[Stored items from a collection]
--- start ---

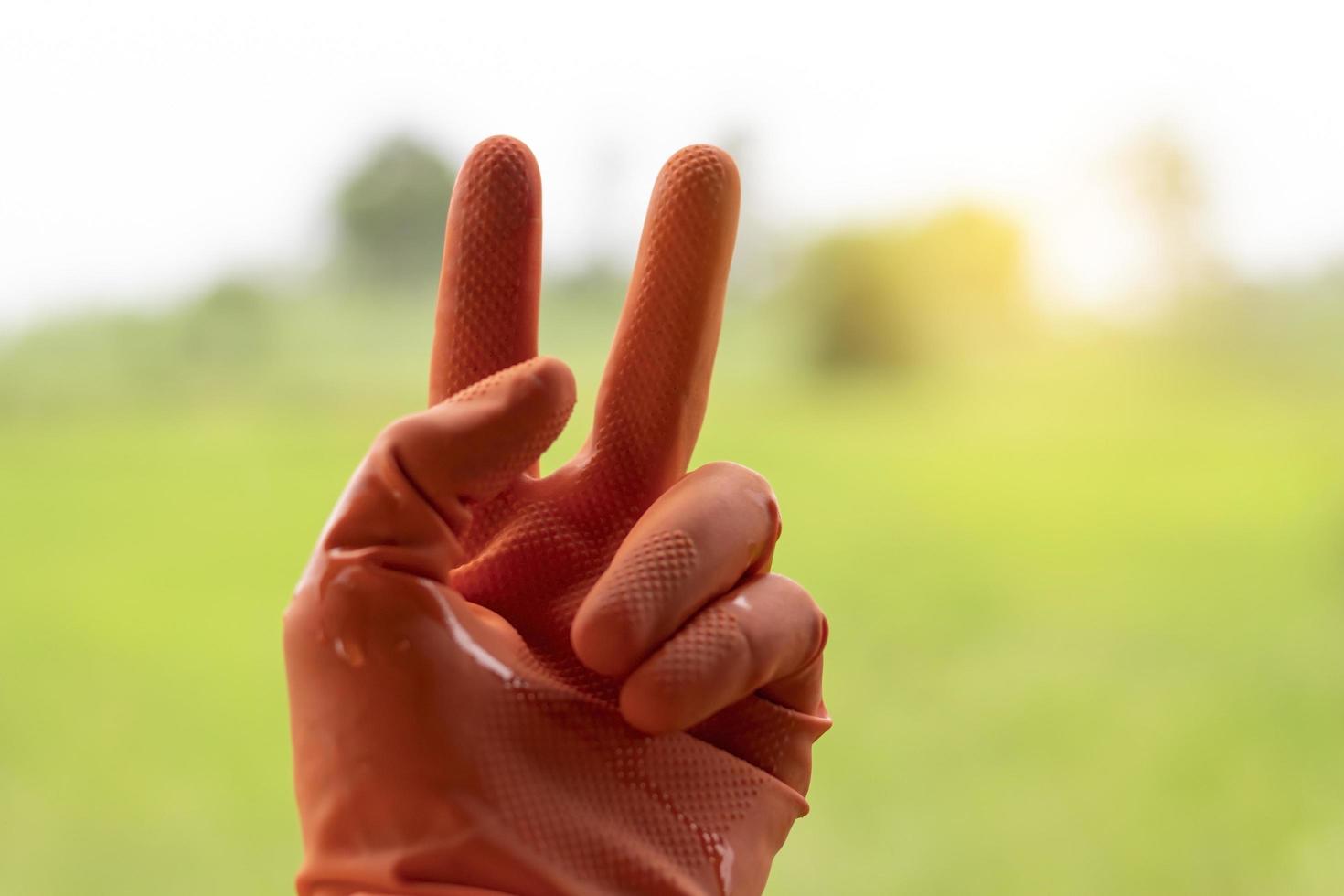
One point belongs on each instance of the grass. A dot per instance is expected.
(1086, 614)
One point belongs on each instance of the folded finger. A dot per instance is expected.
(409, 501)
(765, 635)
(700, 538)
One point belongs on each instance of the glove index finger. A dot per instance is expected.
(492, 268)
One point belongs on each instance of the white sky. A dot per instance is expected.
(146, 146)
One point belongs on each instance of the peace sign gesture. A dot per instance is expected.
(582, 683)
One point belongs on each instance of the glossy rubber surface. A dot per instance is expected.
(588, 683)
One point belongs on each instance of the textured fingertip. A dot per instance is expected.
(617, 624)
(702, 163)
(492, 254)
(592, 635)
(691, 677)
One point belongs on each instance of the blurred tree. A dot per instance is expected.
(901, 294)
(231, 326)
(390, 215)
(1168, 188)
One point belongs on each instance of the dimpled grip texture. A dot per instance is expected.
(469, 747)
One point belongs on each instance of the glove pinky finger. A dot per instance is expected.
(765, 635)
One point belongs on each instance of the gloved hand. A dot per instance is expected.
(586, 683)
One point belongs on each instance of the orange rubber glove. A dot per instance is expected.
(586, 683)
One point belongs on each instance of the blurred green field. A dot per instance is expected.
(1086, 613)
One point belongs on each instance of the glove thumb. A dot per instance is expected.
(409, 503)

--- end ---
--- start ---

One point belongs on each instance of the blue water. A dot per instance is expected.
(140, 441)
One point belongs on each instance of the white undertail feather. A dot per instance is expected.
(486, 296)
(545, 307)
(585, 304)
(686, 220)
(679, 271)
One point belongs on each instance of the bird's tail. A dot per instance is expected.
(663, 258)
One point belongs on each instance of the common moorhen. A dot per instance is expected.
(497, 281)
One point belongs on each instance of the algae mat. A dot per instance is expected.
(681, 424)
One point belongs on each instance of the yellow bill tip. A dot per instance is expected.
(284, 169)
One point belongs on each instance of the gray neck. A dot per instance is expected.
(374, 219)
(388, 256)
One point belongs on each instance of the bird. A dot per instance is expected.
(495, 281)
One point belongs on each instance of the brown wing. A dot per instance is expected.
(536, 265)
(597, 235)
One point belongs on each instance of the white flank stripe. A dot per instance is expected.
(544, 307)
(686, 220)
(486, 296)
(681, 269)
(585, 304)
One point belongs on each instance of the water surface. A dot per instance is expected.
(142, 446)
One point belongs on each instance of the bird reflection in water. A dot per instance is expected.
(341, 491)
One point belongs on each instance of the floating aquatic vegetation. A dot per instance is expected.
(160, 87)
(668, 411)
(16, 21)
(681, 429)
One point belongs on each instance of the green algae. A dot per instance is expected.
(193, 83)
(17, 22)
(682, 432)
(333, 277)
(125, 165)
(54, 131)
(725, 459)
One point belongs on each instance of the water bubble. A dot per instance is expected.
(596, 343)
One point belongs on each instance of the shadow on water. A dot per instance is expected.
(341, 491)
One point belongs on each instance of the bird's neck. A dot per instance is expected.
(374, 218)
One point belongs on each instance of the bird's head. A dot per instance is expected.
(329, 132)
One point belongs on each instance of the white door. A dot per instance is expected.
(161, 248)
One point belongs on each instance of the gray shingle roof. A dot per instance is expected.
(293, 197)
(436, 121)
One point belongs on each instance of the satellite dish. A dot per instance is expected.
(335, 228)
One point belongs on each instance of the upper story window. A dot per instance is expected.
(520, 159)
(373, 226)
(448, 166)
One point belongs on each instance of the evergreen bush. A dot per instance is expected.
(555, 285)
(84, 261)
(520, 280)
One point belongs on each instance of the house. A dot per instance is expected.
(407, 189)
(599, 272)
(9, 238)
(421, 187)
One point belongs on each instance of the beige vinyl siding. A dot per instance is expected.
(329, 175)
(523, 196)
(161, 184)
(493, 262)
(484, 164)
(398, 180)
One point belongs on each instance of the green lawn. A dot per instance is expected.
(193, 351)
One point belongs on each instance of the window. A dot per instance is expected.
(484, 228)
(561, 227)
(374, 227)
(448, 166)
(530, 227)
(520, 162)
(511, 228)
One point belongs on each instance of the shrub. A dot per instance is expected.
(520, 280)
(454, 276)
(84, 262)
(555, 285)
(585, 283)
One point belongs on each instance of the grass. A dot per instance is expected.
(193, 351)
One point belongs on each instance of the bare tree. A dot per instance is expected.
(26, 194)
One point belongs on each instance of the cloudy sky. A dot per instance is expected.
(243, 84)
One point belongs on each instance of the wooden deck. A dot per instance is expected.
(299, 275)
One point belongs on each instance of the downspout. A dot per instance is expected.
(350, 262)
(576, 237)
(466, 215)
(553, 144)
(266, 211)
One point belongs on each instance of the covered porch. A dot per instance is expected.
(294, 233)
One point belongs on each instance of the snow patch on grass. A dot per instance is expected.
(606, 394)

--- end ---
--- start ---

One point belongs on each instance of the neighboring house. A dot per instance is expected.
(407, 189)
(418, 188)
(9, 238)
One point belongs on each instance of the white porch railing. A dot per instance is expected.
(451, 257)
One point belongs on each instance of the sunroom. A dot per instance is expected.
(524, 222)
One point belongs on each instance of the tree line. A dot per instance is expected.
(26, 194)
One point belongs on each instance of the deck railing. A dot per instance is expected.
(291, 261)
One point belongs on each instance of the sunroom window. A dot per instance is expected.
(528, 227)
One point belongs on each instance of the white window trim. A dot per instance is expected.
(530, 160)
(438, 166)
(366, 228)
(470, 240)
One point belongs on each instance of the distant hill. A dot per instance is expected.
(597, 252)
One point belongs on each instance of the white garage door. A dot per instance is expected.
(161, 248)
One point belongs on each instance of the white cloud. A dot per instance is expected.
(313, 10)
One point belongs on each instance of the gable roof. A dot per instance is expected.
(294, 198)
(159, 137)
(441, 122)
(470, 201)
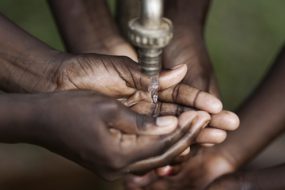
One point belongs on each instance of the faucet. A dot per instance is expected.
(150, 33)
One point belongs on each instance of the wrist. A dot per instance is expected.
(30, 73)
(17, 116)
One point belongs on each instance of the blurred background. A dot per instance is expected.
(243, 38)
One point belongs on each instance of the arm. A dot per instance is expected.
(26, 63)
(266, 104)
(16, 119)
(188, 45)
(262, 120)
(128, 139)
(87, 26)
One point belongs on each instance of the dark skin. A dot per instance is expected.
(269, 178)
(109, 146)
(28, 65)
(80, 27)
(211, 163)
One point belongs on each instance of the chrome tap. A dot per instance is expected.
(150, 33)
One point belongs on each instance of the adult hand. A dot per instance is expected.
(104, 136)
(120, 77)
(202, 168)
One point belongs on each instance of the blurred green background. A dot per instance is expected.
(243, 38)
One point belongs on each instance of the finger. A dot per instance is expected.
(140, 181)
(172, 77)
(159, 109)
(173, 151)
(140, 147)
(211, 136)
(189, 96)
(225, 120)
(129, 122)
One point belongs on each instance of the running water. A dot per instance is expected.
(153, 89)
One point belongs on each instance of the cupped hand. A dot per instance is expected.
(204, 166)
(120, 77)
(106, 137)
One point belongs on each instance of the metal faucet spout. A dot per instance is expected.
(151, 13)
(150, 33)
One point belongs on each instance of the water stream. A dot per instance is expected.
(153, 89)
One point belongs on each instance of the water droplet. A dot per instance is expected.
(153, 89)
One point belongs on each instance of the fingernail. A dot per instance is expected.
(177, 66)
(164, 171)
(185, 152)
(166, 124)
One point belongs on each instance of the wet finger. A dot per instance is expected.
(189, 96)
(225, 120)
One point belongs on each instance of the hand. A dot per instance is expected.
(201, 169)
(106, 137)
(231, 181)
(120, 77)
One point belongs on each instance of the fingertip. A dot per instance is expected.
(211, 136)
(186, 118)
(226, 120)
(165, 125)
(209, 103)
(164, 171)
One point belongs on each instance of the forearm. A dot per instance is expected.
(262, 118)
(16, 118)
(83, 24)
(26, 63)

--- end ---

# Required work:
Please find every line in the data above that contains the word "gray" and copy each of those lines out in full.

# Response below:
One point belongs on each instance of the gray neck. A dot per instance is expected.
One point belongs on each instance of the gray shingle roof. A dot per instance is expected.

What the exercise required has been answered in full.